# [Dataset entries]
- - - - -

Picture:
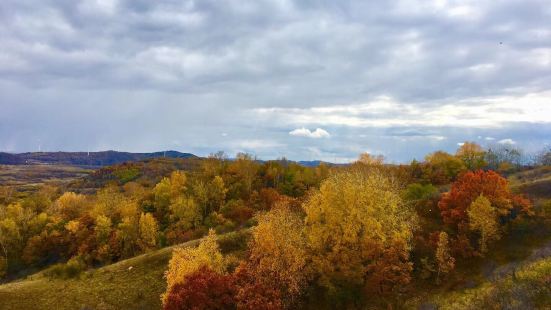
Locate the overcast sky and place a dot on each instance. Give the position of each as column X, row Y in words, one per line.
column 302, row 79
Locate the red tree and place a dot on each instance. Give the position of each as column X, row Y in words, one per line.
column 202, row 290
column 453, row 205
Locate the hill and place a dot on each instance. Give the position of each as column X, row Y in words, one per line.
column 135, row 283
column 94, row 159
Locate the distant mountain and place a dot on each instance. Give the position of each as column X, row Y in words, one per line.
column 105, row 158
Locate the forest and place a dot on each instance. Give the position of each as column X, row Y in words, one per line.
column 280, row 235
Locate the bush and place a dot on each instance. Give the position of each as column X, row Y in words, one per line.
column 3, row 267
column 69, row 270
column 234, row 241
column 202, row 289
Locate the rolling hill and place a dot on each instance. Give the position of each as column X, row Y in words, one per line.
column 95, row 159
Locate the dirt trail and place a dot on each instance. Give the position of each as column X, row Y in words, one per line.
column 507, row 269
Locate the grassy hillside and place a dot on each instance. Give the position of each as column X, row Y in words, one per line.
column 528, row 287
column 29, row 177
column 95, row 159
column 135, row 283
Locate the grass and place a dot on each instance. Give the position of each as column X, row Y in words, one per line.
column 135, row 283
column 528, row 288
column 27, row 178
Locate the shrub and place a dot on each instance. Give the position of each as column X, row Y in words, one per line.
column 202, row 289
column 69, row 270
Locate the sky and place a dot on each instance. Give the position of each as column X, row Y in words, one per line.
column 302, row 79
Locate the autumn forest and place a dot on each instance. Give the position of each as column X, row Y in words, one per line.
column 280, row 235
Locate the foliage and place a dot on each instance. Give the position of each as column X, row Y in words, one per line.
column 202, row 289
column 186, row 261
column 453, row 204
column 253, row 294
column 148, row 231
column 472, row 155
column 359, row 232
column 71, row 269
column 445, row 262
column 277, row 253
column 483, row 218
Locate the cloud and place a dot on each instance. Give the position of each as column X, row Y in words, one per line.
column 392, row 76
column 507, row 141
column 385, row 111
column 304, row 132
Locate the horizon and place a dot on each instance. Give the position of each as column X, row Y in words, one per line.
column 305, row 80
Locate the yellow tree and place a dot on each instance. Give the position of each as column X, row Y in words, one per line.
column 148, row 231
column 186, row 213
column 355, row 222
column 217, row 193
column 368, row 159
column 483, row 218
column 187, row 260
column 70, row 205
column 278, row 254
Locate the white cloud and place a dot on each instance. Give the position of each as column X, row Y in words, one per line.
column 304, row 132
column 385, row 112
column 507, row 141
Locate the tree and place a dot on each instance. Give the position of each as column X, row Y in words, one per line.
column 472, row 155
column 186, row 213
column 444, row 261
column 103, row 229
column 186, row 261
column 202, row 289
column 278, row 255
column 217, row 193
column 483, row 218
column 70, row 205
column 253, row 294
column 368, row 159
column 453, row 204
column 443, row 167
column 3, row 266
column 423, row 197
column 353, row 223
column 148, row 231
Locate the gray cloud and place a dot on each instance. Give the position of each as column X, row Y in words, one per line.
column 147, row 75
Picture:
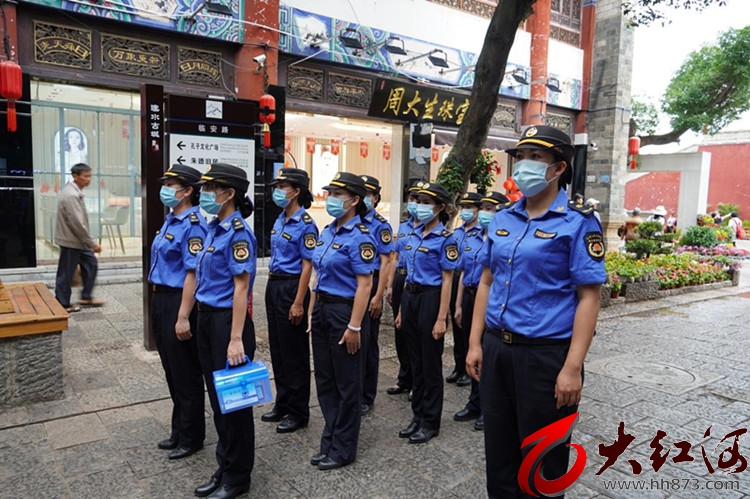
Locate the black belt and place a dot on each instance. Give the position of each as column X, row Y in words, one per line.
column 418, row 288
column 272, row 276
column 202, row 307
column 519, row 339
column 326, row 298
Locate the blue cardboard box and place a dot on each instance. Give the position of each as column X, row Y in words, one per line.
column 242, row 386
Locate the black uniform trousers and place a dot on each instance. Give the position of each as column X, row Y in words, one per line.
column 182, row 368
column 338, row 379
column 371, row 350
column 70, row 258
column 460, row 339
column 235, row 452
column 467, row 310
column 518, row 399
column 402, row 350
column 418, row 315
column 290, row 350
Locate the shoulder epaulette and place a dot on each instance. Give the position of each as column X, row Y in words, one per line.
column 583, row 209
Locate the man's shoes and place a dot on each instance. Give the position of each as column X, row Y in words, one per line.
column 423, row 435
column 289, row 425
column 273, row 416
column 205, row 489
column 167, row 444
column 479, row 424
column 229, row 491
column 409, row 430
column 466, row 415
column 463, row 380
column 181, row 452
column 397, row 390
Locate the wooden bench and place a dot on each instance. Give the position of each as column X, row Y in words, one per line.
column 31, row 325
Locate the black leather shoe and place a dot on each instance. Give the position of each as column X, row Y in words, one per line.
column 273, row 416
column 479, row 424
column 466, row 415
column 205, row 489
column 409, row 430
column 167, row 444
column 181, row 452
column 397, row 390
column 289, row 425
column 229, row 491
column 423, row 435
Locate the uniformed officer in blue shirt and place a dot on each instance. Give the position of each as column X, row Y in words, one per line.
column 293, row 240
column 226, row 334
column 469, row 208
column 395, row 290
column 431, row 256
column 467, row 291
column 538, row 299
column 381, row 232
column 174, row 255
column 344, row 259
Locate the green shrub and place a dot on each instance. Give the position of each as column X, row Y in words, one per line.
column 699, row 236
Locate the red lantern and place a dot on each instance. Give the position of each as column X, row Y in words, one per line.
column 11, row 88
column 267, row 116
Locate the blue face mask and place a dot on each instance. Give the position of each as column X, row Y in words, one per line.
column 425, row 213
column 209, row 204
column 530, row 176
column 467, row 215
column 279, row 198
column 485, row 217
column 167, row 196
column 335, row 206
column 411, row 207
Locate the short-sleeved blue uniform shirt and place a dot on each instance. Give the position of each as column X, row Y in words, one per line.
column 537, row 264
column 176, row 247
column 230, row 250
column 381, row 232
column 427, row 255
column 292, row 241
column 341, row 255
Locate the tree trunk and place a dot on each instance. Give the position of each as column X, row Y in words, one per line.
column 488, row 76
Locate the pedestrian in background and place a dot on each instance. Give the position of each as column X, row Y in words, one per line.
column 381, row 232
column 344, row 259
column 226, row 334
column 535, row 311
column 174, row 257
column 431, row 257
column 77, row 247
column 293, row 240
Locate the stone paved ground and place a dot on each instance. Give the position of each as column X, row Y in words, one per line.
column 679, row 365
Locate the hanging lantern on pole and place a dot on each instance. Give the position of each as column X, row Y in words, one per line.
column 11, row 88
column 267, row 116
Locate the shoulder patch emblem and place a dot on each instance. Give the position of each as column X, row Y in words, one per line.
column 540, row 234
column 241, row 251
column 595, row 245
column 367, row 252
column 310, row 240
column 195, row 244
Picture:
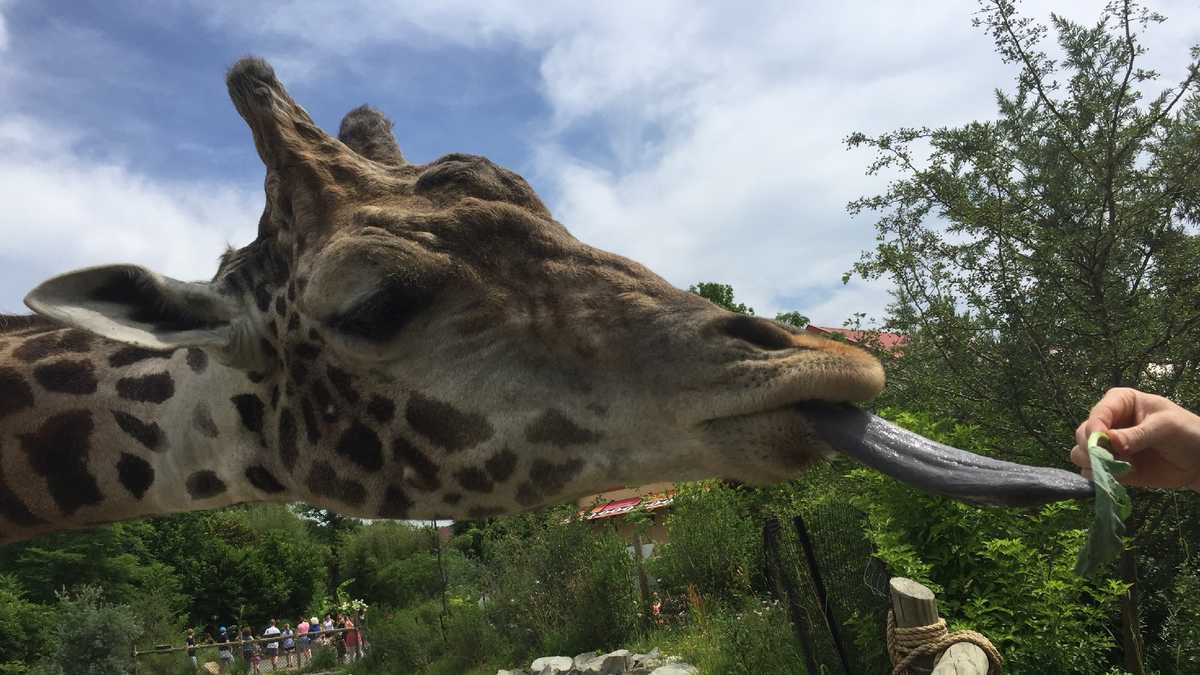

- - - - -

# [Exercise prompt]
Once the pictures are removed, print all the remaining data exactly as it stands.

# [Answer to this task]
Picture:
Locate the overcast sky and place a dot on each instance. Give the position of each as column X, row Y in words, one per line.
column 302, row 79
Locate the red tree and place a dot on each instance. Give the position of each as column X, row Y in words, one per line.
column 202, row 290
column 453, row 205
Locate the hill and place a dot on each instance. Give the position of each as column X, row Y in words, one per line.
column 135, row 283
column 94, row 159
Locate the distant mountain and place a dot on each instance. Give the position of each as column X, row Y in words, one per line.
column 105, row 158
Locate the forest and place a dot on each instance. Give the position of each as column X, row Y in words, one per line.
column 280, row 235
Locate the bush and place a dot on each instance. Give the position of each as column X, row Y in words, one per line.
column 3, row 267
column 69, row 270
column 234, row 241
column 202, row 289
Locate the rolling hill and place a dot on each instance. Give the position of each as column X, row Y in words, one per line.
column 95, row 159
Locate the dirt trail and place a dot on each instance. Give the position of each as column X, row Y in words, one per line.
column 507, row 269
Locate the grassy hillside and place a dot on each instance. Give the position of each as column X, row Y in words, one per line.
column 528, row 287
column 29, row 177
column 95, row 159
column 135, row 283
Locate the grass and place a dot on each instance. Give the position of each as column X, row Y in words, one per line.
column 135, row 283
column 528, row 288
column 27, row 178
Locate the shrub and place a dot on each instance. Give the position of each as column X, row Y in words, one per line.
column 202, row 289
column 69, row 270
Locate the sky and place a dot on each instance. Give the position of each as column X, row Y in words, one per line.
column 302, row 79
Locate the autumn forest and place a dot on each instance. Give the position of each as column X, row Y in words, one per line.
column 280, row 235
Locate the foliage and place a dot on each instance. Give the position of each as column X, row Y in words, one per line.
column 202, row 289
column 186, row 261
column 453, row 204
column 253, row 294
column 148, row 231
column 472, row 155
column 359, row 232
column 71, row 269
column 445, row 262
column 277, row 253
column 483, row 218
Locate the cloud and place a dot on each instance. Give the position of each as column X, row Y in words, one per line.
column 392, row 76
column 507, row 141
column 385, row 111
column 304, row 132
Locate the horizon and place a dot on each instance. Give the position of each as column X, row Y in words, one per line.
column 305, row 80
Locate the yellow tree and place a dot on each instance. Give the position of each as column X, row Y in words, one per line.
column 148, row 231
column 186, row 213
column 355, row 222
column 217, row 193
column 368, row 159
column 483, row 218
column 187, row 260
column 70, row 205
column 278, row 254
Locate the white cloud and place a dot on each instance. Give the position of each as column X, row Y in words, one per line.
column 304, row 132
column 385, row 112
column 507, row 141
Locate the tree and place a dot on each instance. Give the position of each as column X, row Y in words, one per line.
column 472, row 155
column 186, row 213
column 444, row 261
column 103, row 229
column 186, row 261
column 202, row 289
column 278, row 255
column 217, row 193
column 483, row 218
column 70, row 205
column 253, row 294
column 368, row 159
column 453, row 204
column 443, row 167
column 3, row 266
column 423, row 197
column 353, row 223
column 148, row 231
Locate the gray cloud and place a dot on each instance. Give the position of each as column X, row Y in words, one per line.
column 147, row 75
Picture:
Locate the black belt and place a dot on each instance. Give the position of each as column X, row Y in words, one per line.
column 418, row 288
column 272, row 276
column 202, row 307
column 519, row 339
column 326, row 298
Locate the blue cardboard box and place a dot on each instance. Give the position of each as column X, row Y in words, one per line.
column 242, row 386
Locate the black uniform trousers and place a dot on each instance. Give the position of each as column X, row Y in words, one per line.
column 182, row 368
column 338, row 379
column 371, row 350
column 70, row 258
column 460, row 339
column 235, row 452
column 467, row 310
column 518, row 399
column 402, row 350
column 418, row 315
column 290, row 350
Locate the shoulder epaulette and place a dot on each instance. Give the position of each as column X, row Y in words, one per line.
column 583, row 209
Locate the man's shoes and place a dot on each instance. Give the position of each as column X, row Y in words, one per line.
column 423, row 435
column 289, row 425
column 273, row 416
column 205, row 489
column 167, row 444
column 479, row 424
column 229, row 491
column 409, row 430
column 466, row 415
column 463, row 380
column 181, row 452
column 397, row 390
Locate the wooden bench and place a dot on each instance. Give the position of each as column X, row Y in words, one per line.
column 31, row 325
Locate the black leather shoe and place a dot on each instance. Give the position of each as column X, row Y in words, one per line.
column 273, row 416
column 479, row 424
column 466, row 415
column 205, row 489
column 409, row 430
column 167, row 444
column 181, row 452
column 397, row 390
column 289, row 425
column 229, row 491
column 423, row 435
Locate the uniformed officer in blue shirt and place a dot on each instance. Give the position of each as column X, row Y in words, one per line.
column 293, row 240
column 226, row 334
column 469, row 208
column 395, row 290
column 431, row 256
column 467, row 291
column 538, row 299
column 381, row 232
column 174, row 255
column 344, row 259
Locate the green shrub and place a dot on each instance. Give the position of each as column X, row Y in words, one per line.
column 699, row 236
Locate the red lantern and place a dot on each instance. Give the position of each as column X, row Y in words, one per line.
column 11, row 88
column 267, row 116
Locate the blue face mask and place a dot on each instance. Give the position of each as column X, row Y in words, one per line.
column 425, row 213
column 209, row 204
column 530, row 176
column 467, row 215
column 279, row 198
column 485, row 217
column 167, row 196
column 335, row 206
column 411, row 207
Locate the short-sleeved blue uniform shirt and place a dot on each instance. Give the position of each as column X, row Y in words, one per line.
column 537, row 264
column 176, row 247
column 230, row 250
column 381, row 232
column 427, row 255
column 292, row 241
column 341, row 255
Locate the tree trunk and place a dot on each instance. Give the position of each as column X, row Y in words, one per line.
column 488, row 76
Locate the pedestrian in background and place a dot on each instance. Give the position of each as column X, row Y in words, one per line.
column 381, row 232
column 344, row 259
column 226, row 334
column 535, row 311
column 174, row 257
column 431, row 257
column 77, row 247
column 293, row 240
Locate the stone paved ground and place a dot on each instance. Give the position of each as column X, row Y in words, one per line.
column 679, row 365
Locate the hanging lantern on pole and place a dot on each instance. Give the position of each as column X, row Y in words, one per line.
column 11, row 88
column 267, row 116
Locate the shoulder patch emblem and place a dot on each instance. Give the position of each as column X, row Y in words, one per line.
column 540, row 234
column 241, row 251
column 595, row 245
column 367, row 252
column 310, row 240
column 195, row 244
Picture:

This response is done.